▶ Provided entries
__________________________________________________

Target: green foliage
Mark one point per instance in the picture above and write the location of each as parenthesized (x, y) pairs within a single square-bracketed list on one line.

__________________________________________________

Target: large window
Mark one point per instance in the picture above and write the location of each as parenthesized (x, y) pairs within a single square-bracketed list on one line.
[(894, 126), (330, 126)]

__________________________________________________

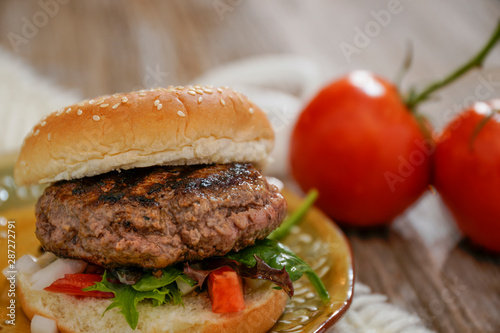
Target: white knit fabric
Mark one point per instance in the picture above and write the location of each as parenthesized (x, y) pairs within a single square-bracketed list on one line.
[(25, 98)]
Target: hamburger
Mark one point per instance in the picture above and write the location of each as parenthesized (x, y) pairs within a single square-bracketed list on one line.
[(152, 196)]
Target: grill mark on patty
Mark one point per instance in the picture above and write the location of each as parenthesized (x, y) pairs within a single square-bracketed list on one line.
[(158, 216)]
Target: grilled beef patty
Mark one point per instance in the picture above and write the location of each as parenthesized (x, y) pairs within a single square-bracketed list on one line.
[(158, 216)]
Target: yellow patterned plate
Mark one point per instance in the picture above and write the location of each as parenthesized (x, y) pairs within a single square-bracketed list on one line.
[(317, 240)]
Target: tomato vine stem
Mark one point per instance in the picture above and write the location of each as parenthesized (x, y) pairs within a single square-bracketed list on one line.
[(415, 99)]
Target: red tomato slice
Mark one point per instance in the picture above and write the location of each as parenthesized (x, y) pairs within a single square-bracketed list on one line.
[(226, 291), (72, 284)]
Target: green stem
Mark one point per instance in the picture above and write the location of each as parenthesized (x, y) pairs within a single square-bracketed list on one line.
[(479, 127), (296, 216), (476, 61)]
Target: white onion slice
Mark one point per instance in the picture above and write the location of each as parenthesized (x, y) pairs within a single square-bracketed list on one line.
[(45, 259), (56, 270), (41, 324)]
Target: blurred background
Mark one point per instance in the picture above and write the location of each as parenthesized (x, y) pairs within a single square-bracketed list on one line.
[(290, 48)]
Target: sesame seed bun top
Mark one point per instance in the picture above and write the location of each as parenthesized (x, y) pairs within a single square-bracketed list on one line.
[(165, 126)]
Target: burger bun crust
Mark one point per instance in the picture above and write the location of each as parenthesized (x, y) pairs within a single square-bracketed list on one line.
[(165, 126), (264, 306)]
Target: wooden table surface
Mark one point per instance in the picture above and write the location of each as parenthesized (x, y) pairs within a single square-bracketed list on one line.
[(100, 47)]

__________________________________________________

▶ Work item
Search the entries above for "green". Show every line that has it.

▶ Your solution
Target: green foliage
Target: green stem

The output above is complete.